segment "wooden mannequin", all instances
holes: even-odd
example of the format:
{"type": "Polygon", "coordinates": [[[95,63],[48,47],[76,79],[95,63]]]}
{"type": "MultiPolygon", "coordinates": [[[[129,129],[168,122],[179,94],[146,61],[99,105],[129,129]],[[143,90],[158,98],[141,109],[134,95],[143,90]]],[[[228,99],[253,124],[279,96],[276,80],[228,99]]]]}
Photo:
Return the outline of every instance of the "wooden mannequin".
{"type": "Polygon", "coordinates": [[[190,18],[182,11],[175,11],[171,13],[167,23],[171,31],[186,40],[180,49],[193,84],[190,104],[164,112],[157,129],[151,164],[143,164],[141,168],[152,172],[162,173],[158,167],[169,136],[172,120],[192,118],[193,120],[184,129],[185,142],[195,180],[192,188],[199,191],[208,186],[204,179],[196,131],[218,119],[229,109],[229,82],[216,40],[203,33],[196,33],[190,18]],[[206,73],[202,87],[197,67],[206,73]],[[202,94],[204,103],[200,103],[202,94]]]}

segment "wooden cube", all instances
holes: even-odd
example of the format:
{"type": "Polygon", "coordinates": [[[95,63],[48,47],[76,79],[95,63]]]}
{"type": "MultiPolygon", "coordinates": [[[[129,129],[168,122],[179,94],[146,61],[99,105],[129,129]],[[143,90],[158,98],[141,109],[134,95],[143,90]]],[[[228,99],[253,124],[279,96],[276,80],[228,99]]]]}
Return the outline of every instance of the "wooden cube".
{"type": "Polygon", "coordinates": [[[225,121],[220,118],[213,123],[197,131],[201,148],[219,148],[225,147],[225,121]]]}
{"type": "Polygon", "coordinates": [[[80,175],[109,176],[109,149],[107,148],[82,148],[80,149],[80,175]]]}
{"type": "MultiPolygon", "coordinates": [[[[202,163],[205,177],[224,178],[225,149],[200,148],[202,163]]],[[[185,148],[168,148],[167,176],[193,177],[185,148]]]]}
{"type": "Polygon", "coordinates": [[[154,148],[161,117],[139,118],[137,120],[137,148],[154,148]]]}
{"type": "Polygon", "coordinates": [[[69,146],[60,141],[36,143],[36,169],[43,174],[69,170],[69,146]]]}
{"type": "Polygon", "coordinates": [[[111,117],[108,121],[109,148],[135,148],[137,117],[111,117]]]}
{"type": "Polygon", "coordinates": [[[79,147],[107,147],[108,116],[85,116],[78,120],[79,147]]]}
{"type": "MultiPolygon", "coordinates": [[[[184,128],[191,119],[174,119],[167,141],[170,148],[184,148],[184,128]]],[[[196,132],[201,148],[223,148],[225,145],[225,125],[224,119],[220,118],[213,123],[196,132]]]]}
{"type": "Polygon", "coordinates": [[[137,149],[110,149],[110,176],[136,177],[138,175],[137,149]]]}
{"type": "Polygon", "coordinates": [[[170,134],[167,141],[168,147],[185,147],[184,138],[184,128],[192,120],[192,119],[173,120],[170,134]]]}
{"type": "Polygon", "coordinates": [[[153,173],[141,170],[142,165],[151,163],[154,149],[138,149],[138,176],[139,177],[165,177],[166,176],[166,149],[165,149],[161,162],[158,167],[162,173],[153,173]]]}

EXERCISE DESCRIPTION:
Pull out every line in the listing above that contains the string "Return". Case counts, so only lines with that same capitalization qualify.

RESPONSE TO THIS EXERCISE:
Return the outline of every instance of the "wooden mannequin".
Return the outline of every instance of the "wooden cube".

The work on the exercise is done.